* Recorded data:

************

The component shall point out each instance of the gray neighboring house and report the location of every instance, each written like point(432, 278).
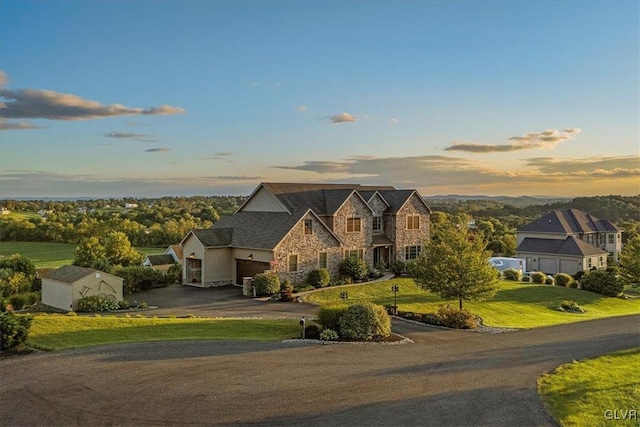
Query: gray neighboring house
point(64, 287)
point(568, 241)
point(291, 229)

************

* Activity: Apart from the pictures, repeat every entry exactly.

* Exercise response:
The component shall point out each instance of the gray neighboring house and report the location of every instance, each written like point(432, 278).
Query: gray neighboring house
point(64, 287)
point(568, 241)
point(291, 229)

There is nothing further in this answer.